• **DIRECTIONS FOR THIS TASK**
Would you give again, exactly, the lines running from the line with "the airplane tail" to the end of the data below, both included?

[Collection entries]
/---
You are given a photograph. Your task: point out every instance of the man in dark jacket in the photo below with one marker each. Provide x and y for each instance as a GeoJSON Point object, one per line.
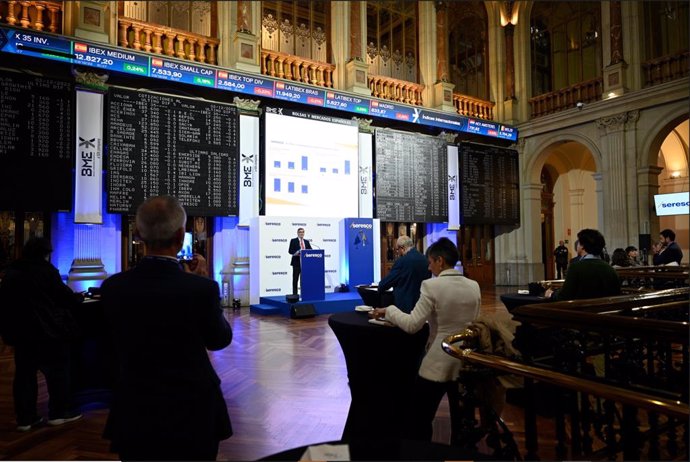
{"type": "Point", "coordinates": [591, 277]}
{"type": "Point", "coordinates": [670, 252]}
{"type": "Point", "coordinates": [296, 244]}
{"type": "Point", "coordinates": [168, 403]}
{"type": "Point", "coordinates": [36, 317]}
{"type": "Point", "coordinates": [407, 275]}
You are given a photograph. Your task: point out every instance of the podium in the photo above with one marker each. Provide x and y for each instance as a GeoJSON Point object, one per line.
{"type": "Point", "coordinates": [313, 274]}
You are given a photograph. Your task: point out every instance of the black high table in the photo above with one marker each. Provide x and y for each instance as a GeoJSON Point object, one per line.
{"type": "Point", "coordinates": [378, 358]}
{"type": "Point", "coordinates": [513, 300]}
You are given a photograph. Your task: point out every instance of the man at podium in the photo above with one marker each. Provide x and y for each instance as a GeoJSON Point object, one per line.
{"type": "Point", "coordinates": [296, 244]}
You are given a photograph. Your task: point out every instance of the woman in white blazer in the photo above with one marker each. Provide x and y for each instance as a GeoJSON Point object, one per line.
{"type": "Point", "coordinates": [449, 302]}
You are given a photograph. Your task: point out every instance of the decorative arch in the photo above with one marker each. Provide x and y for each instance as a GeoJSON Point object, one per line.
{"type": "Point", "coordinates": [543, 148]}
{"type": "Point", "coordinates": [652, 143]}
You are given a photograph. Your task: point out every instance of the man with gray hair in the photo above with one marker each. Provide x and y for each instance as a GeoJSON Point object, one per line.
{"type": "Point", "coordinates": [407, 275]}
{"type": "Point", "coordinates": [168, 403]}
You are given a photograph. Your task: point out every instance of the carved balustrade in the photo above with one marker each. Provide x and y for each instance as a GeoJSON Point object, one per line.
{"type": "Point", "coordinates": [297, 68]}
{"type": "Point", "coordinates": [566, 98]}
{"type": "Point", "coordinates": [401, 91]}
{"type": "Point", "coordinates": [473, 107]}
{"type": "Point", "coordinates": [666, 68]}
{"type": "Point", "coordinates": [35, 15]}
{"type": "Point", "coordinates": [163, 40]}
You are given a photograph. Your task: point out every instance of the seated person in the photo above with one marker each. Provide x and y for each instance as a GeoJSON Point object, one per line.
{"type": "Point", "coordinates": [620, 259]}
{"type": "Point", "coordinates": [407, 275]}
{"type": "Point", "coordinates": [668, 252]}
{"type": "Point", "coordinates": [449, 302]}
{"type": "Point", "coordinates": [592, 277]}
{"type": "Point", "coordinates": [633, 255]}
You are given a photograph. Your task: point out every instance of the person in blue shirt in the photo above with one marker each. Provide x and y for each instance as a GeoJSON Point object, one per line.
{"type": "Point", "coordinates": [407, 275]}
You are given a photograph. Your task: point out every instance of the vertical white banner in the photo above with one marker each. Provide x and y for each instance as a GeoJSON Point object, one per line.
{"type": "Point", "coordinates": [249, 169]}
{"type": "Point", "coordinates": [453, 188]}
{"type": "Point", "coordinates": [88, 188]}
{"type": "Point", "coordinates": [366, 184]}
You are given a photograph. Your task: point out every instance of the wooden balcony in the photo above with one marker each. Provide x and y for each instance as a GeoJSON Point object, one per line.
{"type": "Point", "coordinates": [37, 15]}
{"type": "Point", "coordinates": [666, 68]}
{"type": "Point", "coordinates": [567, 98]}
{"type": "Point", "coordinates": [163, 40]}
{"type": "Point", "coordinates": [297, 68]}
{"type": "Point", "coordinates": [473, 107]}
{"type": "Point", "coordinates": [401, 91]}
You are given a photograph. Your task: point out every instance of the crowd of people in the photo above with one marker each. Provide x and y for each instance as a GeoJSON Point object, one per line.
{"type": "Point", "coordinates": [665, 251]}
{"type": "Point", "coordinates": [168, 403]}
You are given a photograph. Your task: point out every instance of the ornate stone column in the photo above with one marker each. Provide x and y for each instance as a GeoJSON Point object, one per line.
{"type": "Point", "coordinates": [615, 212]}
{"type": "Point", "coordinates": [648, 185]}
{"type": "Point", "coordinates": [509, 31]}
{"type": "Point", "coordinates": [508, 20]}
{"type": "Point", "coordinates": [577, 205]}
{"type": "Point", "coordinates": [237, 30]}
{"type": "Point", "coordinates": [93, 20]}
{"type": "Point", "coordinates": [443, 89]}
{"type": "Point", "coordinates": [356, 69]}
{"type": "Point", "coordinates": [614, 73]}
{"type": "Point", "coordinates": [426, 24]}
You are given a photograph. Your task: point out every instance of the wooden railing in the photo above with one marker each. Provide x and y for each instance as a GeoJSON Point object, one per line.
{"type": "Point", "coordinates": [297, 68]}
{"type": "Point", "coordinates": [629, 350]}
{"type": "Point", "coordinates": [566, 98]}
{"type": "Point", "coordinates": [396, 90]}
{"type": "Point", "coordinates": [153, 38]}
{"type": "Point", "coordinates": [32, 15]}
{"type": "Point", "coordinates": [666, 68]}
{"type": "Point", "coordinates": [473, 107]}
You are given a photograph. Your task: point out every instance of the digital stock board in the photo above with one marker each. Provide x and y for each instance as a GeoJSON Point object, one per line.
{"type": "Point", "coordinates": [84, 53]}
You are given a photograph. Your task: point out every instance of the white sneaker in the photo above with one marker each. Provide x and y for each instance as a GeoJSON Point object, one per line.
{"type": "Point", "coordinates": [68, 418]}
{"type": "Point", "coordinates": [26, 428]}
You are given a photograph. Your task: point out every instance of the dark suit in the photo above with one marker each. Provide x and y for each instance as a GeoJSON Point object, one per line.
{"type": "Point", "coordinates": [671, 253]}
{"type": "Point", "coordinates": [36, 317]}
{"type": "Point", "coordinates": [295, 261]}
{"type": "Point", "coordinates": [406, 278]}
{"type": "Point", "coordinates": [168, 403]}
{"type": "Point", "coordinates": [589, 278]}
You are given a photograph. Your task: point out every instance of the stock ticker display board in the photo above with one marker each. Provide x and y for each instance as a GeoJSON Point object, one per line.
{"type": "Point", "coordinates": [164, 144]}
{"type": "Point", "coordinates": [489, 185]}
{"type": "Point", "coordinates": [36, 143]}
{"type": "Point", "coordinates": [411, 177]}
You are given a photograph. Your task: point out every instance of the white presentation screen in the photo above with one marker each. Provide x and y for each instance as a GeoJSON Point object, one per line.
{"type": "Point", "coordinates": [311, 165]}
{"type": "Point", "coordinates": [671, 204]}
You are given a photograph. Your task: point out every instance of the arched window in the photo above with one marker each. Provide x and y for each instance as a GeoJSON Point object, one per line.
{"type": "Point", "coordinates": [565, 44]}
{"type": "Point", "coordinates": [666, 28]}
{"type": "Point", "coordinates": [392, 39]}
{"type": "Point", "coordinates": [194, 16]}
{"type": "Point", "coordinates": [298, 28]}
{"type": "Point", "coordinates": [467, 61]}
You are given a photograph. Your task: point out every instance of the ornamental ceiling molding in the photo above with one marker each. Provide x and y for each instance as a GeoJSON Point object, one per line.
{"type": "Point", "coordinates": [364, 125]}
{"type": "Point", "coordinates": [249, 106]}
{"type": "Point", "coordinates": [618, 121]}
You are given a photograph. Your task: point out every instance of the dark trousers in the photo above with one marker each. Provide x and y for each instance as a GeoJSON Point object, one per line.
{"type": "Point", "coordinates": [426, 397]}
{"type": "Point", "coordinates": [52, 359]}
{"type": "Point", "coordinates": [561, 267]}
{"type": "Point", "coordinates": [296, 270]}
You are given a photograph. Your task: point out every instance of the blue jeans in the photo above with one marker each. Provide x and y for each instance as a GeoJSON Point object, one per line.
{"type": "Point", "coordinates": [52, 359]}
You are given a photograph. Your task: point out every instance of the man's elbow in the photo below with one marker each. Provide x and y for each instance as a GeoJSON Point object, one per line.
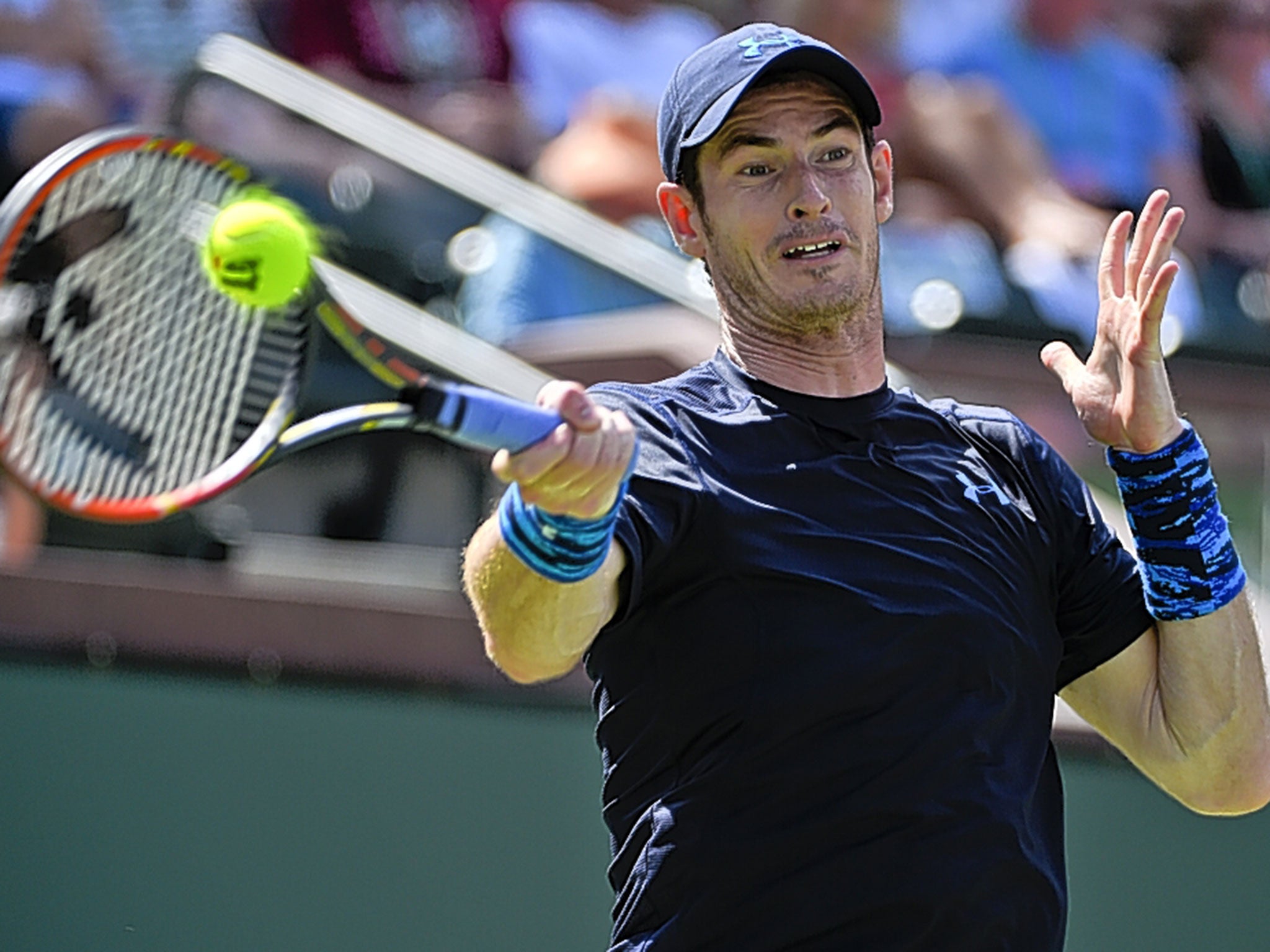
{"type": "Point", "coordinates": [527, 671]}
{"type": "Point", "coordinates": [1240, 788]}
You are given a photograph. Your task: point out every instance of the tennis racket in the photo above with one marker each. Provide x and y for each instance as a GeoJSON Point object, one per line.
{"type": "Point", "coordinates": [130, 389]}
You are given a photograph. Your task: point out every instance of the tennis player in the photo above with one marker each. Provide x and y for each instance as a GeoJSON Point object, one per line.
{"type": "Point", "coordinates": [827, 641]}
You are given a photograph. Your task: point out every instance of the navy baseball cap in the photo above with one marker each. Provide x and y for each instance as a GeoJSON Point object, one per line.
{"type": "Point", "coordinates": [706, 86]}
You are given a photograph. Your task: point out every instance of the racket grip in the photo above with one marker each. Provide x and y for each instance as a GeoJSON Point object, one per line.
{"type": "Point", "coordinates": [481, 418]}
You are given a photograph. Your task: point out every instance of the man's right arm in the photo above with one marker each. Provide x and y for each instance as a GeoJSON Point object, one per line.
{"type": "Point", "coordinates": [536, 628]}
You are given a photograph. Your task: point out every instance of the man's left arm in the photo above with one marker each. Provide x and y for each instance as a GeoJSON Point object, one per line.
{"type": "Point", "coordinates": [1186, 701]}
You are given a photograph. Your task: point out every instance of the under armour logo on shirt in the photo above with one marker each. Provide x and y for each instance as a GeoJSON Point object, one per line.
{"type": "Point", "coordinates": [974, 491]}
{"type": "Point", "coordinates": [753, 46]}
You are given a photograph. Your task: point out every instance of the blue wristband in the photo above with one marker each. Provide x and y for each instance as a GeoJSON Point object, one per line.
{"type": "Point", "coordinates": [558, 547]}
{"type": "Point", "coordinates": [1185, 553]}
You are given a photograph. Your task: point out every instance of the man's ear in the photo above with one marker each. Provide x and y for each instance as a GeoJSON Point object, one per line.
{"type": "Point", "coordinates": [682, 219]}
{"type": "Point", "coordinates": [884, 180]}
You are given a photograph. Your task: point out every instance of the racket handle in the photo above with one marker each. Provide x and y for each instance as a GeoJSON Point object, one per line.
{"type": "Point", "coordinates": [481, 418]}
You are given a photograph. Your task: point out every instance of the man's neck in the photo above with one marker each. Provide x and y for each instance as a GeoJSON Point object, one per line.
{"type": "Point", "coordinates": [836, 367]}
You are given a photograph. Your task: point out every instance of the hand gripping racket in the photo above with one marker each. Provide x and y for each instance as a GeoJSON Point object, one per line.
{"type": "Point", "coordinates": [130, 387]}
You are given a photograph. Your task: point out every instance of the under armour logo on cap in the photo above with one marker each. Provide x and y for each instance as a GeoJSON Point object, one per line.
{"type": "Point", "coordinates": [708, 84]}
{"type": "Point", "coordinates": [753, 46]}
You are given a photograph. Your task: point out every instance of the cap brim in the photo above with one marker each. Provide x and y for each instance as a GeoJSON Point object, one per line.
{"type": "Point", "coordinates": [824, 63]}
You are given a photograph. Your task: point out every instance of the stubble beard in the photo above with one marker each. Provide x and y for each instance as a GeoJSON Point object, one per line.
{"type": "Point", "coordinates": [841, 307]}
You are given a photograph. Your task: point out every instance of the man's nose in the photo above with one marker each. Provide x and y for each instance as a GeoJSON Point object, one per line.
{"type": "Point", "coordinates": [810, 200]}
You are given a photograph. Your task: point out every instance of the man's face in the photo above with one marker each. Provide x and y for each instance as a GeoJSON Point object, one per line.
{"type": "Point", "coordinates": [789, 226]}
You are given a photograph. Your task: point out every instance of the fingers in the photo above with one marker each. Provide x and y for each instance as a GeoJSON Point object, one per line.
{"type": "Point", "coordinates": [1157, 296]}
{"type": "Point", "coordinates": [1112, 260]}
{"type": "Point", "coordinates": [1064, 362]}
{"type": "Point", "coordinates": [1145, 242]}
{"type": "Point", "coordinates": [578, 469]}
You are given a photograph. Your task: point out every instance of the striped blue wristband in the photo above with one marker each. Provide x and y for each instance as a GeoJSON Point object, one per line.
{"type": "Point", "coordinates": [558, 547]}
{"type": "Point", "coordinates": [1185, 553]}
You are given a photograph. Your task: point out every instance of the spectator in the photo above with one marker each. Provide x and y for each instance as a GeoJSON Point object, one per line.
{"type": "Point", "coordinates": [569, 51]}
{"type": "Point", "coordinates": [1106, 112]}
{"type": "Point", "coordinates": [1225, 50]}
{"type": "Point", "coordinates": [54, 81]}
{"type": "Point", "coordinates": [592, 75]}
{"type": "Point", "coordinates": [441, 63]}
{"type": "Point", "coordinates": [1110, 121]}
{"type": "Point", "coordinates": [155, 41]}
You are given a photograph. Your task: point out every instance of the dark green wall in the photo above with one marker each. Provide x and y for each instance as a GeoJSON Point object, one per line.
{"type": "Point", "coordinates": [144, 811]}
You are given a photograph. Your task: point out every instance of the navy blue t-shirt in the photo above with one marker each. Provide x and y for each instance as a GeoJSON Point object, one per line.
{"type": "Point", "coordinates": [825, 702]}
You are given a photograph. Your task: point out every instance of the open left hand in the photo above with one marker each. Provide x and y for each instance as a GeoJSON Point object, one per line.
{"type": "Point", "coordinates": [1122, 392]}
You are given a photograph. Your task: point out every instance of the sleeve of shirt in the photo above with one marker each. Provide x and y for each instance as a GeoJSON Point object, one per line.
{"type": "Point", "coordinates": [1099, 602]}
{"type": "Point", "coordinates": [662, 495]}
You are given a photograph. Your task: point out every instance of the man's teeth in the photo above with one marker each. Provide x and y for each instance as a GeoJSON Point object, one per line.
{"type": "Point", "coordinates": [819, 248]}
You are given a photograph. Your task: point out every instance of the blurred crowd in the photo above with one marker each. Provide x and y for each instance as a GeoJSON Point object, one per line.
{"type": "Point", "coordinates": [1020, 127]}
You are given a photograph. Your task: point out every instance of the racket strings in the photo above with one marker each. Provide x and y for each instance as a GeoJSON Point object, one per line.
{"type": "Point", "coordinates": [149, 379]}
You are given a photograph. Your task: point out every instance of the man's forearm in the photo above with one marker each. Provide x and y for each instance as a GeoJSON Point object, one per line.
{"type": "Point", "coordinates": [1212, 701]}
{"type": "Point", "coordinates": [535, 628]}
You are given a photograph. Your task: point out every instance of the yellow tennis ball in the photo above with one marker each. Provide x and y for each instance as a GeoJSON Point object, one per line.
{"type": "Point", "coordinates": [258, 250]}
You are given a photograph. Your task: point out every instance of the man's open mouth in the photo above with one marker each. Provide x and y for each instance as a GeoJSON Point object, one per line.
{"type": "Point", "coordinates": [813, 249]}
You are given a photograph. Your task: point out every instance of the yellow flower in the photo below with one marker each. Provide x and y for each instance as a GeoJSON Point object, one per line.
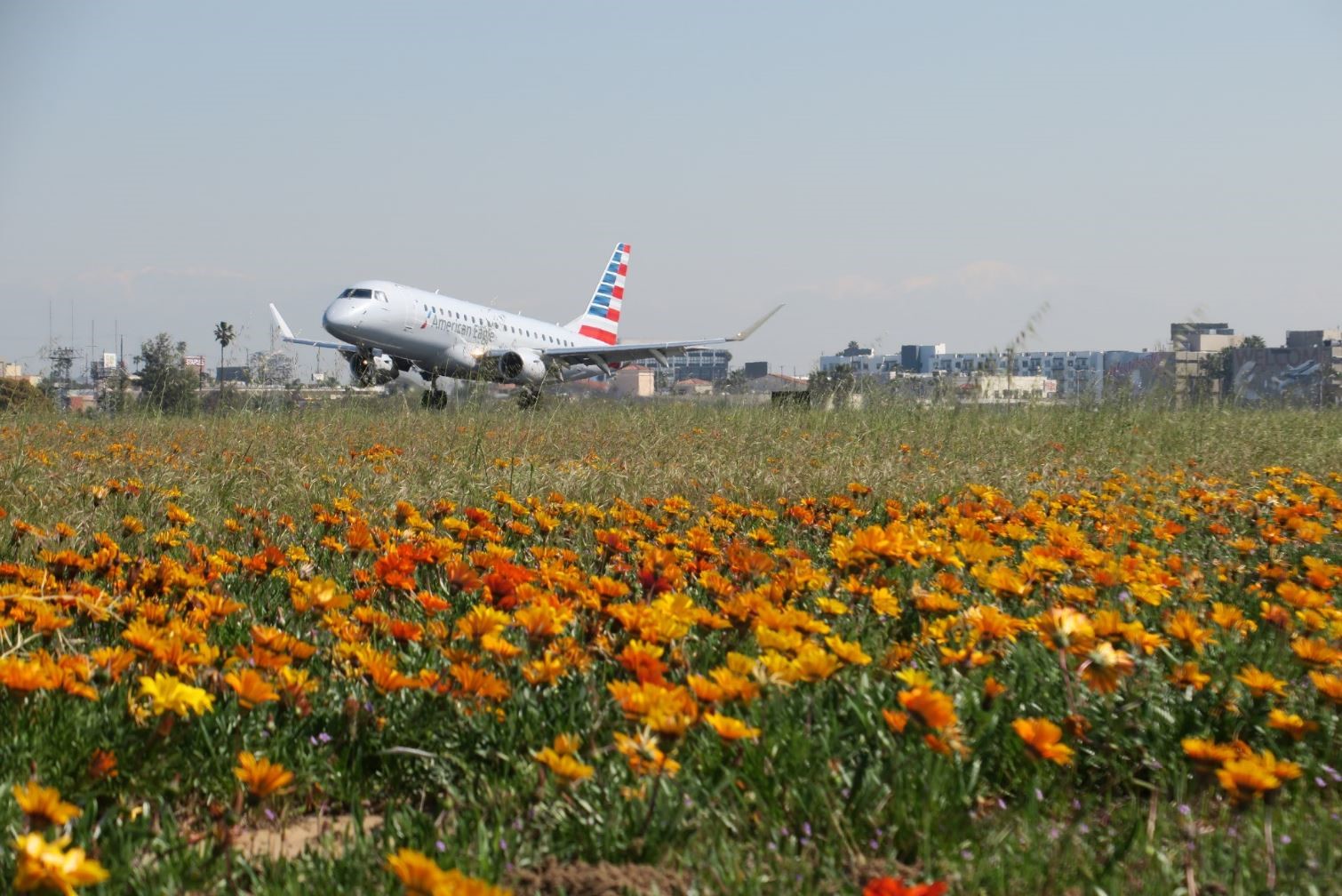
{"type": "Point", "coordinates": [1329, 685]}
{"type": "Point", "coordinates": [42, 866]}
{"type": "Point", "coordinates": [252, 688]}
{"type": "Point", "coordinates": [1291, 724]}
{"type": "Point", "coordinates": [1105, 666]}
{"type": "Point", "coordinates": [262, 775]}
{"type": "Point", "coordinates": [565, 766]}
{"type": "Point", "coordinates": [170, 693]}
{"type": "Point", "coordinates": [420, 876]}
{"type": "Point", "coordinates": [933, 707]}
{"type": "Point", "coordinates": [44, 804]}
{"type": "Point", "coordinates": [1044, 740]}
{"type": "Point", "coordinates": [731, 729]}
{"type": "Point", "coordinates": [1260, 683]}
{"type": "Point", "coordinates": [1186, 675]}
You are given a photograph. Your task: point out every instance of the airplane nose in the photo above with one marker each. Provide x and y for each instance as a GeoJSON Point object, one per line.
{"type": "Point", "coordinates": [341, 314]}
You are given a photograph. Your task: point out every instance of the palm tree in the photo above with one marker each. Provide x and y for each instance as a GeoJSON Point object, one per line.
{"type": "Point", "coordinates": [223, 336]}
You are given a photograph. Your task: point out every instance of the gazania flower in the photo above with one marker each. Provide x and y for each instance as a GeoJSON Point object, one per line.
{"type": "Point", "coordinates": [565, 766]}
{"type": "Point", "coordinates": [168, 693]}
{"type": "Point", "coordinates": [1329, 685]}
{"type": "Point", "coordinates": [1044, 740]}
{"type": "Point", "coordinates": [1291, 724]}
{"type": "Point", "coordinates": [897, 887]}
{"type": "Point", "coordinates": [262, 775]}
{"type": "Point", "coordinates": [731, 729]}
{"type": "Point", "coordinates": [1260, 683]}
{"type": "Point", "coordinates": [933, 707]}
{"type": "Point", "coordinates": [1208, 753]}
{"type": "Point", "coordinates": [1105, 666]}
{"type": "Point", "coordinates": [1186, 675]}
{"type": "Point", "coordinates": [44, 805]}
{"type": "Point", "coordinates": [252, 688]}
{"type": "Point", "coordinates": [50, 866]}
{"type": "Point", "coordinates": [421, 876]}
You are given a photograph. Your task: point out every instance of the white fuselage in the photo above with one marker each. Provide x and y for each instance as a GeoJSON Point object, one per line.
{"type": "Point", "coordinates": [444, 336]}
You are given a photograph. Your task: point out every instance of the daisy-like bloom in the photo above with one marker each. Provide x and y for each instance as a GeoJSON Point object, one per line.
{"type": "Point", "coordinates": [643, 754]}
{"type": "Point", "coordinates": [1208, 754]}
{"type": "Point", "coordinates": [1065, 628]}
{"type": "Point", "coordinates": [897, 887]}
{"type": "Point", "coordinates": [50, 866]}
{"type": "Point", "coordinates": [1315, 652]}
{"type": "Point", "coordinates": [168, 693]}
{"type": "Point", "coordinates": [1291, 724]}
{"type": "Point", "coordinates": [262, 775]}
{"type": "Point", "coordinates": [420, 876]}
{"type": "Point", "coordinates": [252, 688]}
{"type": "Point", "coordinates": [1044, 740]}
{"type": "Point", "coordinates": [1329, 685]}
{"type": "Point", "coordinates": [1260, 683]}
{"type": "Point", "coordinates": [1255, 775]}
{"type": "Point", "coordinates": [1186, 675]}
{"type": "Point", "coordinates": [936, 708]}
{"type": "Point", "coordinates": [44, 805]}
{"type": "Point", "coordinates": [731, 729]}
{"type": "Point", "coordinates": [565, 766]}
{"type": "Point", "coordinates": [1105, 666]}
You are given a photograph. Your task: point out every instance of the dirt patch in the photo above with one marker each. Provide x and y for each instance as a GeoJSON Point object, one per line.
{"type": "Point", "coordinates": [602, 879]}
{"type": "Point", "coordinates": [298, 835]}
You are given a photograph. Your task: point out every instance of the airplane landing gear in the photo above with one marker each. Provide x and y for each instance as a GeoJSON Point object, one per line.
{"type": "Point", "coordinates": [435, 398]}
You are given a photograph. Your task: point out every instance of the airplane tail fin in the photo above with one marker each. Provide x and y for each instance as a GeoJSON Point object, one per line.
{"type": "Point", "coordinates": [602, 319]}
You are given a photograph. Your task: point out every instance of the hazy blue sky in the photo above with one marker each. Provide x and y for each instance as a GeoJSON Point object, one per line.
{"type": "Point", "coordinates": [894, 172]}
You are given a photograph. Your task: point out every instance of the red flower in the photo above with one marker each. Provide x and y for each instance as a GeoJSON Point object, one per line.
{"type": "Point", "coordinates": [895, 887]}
\---
• **WRITTEN ANSWER**
You are given a photograph. Your task: point out every instance of the airplane tail fin in the photo above with one marker each. Provide x and y for each instance as a GeoJSON Point object, one per line.
{"type": "Point", "coordinates": [602, 319]}
You are given a photograph. Your task: point out every instance of the hazy blue sky in the photo above with one marker each. Provide x and y for each instance as a GeoJSON Point object, one per line.
{"type": "Point", "coordinates": [894, 172]}
You are given a photograph. Your task: point out every instance of the red flower in the photo above with one marker each. Provide x and y for each instance as a GeoJSON Point object, one per line.
{"type": "Point", "coordinates": [895, 887]}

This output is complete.